Work required – Rewrite every line of the data from the line with "Could you point out the red passenger" through the end of the data, omitting the pictures. Multiply each coordinate in the answers by 0.55 and round to whole numbers, rounding halves up; all other numbers stay as they are.

Excerpts of pointing data –
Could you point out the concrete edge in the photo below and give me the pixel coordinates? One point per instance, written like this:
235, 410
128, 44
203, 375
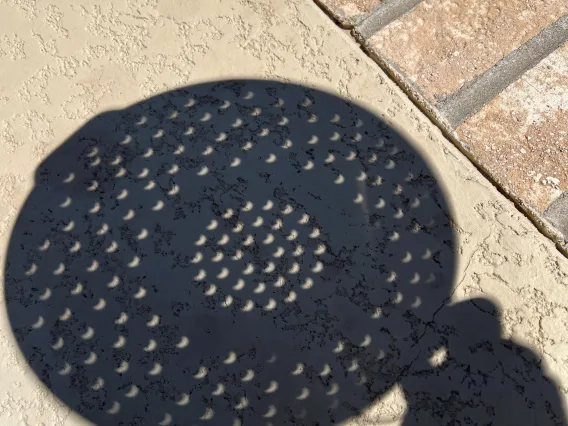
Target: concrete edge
384, 14
539, 221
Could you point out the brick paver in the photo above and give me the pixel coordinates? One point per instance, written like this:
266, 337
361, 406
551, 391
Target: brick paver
494, 76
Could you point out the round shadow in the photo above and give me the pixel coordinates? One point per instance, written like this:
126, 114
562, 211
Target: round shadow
237, 252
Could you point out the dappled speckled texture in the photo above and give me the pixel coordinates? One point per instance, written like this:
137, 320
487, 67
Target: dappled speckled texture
64, 64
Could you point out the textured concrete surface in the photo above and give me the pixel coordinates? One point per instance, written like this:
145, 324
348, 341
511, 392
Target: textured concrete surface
447, 44
522, 135
63, 65
349, 12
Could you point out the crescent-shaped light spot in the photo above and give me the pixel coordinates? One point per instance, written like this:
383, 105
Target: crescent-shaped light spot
154, 321
87, 335
114, 409
152, 344
75, 248
320, 249
218, 257
94, 185
140, 293
308, 283
201, 240
132, 392
223, 274
99, 384
159, 206
120, 342
280, 281
112, 248
304, 395
45, 295
66, 203
66, 315
326, 370
260, 288
271, 305
65, 370
230, 359
292, 236
115, 281
183, 343
58, 344
291, 297
69, 227
333, 389
184, 399
243, 403
91, 359
197, 258
93, 266
211, 290
122, 368
315, 233
239, 285
249, 305
103, 230
273, 387
201, 373
249, 375
157, 369
298, 370
294, 269
122, 318
200, 275
123, 194
227, 302
134, 262
100, 305
39, 323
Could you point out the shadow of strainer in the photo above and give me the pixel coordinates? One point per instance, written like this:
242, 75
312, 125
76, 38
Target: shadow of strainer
241, 252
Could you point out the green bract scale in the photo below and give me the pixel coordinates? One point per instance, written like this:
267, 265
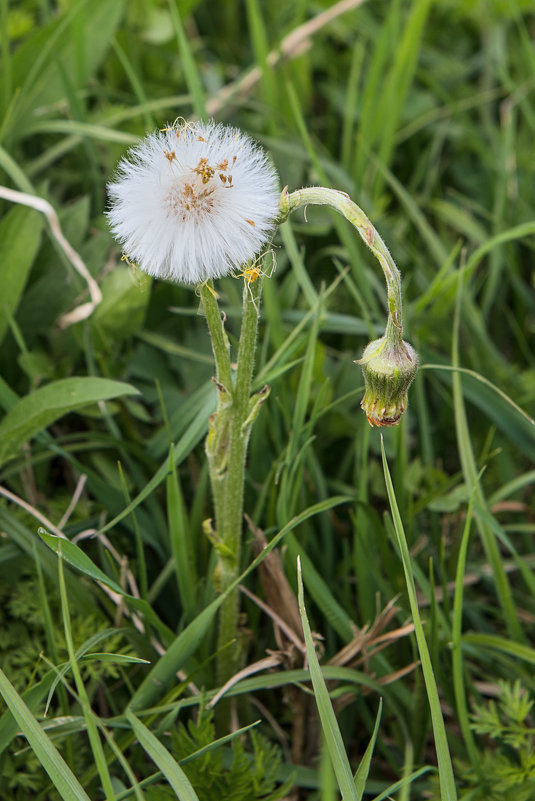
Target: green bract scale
389, 368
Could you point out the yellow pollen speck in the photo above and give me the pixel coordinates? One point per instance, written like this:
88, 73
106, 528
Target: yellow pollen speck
204, 170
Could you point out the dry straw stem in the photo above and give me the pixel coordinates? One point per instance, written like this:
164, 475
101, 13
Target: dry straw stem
295, 44
40, 204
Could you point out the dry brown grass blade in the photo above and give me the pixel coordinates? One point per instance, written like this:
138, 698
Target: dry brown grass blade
293, 45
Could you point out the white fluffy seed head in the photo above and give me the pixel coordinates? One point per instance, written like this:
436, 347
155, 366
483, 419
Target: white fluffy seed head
193, 202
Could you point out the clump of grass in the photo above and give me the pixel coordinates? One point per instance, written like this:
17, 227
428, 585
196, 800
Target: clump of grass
424, 115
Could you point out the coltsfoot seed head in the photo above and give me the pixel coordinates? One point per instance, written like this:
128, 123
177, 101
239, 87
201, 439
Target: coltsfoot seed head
193, 202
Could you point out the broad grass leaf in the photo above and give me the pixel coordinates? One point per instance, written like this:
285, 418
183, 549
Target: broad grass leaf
20, 235
39, 409
46, 752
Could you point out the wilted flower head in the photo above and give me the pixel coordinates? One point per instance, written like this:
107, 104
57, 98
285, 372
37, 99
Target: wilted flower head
191, 202
389, 366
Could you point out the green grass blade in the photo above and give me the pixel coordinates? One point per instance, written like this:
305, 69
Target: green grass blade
468, 463
191, 72
331, 732
456, 632
361, 776
162, 758
447, 781
61, 775
90, 720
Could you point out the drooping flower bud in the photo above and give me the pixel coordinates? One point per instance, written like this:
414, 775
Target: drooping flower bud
389, 367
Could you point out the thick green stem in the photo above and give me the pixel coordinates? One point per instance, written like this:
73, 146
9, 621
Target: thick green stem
220, 344
319, 195
229, 526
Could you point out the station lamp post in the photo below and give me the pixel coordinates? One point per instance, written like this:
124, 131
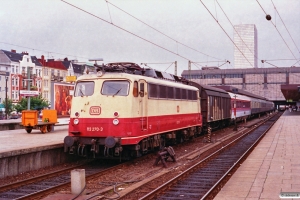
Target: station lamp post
6, 103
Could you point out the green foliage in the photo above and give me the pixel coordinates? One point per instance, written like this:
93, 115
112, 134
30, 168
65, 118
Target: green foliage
36, 103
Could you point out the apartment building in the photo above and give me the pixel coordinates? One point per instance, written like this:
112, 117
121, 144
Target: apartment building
23, 71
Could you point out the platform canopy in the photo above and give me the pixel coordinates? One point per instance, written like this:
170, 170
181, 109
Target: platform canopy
291, 92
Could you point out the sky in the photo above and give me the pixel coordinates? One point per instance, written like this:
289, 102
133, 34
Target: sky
156, 32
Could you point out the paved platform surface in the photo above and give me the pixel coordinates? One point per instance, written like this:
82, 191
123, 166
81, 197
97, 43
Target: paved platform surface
14, 140
272, 168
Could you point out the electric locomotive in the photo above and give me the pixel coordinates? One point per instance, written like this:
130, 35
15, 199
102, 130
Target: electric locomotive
124, 111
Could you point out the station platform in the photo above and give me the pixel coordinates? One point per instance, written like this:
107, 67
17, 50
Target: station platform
21, 151
272, 170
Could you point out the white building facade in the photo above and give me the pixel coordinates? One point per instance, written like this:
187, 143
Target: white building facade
245, 51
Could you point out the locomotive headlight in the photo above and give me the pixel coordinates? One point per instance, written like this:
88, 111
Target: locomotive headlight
116, 114
76, 121
99, 73
115, 121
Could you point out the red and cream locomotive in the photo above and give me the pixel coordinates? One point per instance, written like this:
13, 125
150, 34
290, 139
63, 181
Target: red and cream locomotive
125, 111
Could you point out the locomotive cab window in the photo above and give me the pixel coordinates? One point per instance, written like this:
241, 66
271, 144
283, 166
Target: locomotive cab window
84, 88
115, 88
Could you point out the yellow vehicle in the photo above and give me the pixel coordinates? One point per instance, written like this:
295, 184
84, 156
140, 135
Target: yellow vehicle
30, 120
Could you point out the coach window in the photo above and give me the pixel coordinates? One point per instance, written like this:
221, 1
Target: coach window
170, 92
177, 93
142, 89
135, 89
183, 93
162, 91
84, 88
152, 90
115, 88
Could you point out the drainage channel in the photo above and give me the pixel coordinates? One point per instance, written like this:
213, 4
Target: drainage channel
49, 184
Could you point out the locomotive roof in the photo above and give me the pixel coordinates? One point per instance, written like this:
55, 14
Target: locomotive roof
123, 75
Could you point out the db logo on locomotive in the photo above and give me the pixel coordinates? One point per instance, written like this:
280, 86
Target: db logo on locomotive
95, 110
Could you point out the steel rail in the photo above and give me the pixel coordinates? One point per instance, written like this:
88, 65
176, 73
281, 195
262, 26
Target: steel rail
184, 174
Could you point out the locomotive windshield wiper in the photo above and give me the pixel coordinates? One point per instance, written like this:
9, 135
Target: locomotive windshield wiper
81, 92
117, 92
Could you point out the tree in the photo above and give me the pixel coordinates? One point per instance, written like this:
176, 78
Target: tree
36, 103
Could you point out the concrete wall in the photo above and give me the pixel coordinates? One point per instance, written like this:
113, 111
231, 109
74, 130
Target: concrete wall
20, 161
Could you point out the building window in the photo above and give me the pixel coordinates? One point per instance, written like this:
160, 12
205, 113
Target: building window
45, 71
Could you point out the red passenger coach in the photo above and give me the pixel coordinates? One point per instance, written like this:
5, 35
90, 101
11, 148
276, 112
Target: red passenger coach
124, 111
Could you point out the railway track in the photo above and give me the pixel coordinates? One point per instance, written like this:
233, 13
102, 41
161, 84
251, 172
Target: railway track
41, 186
204, 179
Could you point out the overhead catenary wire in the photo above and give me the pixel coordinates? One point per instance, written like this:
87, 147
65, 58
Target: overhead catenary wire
277, 31
226, 33
236, 30
34, 49
123, 29
162, 32
285, 26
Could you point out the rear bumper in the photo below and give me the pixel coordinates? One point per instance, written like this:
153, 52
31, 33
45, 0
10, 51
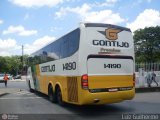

Final answer –
Could you point out the red passenger coach in the photo above and give me the pixel coordinates? One point per instance, written like this:
5, 35
90, 101
11, 148
276, 112
Target: red passenger coach
68, 61
Could you point out the railway track in the photo above and give me the pixel coordinates? One point per instance, written like this:
233, 13
102, 41
161, 84
251, 172
Target: railway track
23, 102
112, 98
Could you point out the overhead catenary wire in the photo above and give me the pixel coordinates? One point per instance, written like this:
87, 147
65, 58
Target: overhead catenary wire
152, 17
124, 18
130, 17
19, 27
68, 16
89, 18
157, 14
Could you point out the rear bumper in the photo below and give me the pixel coordinates? One point per instance, written like this:
153, 52
31, 33
45, 0
10, 51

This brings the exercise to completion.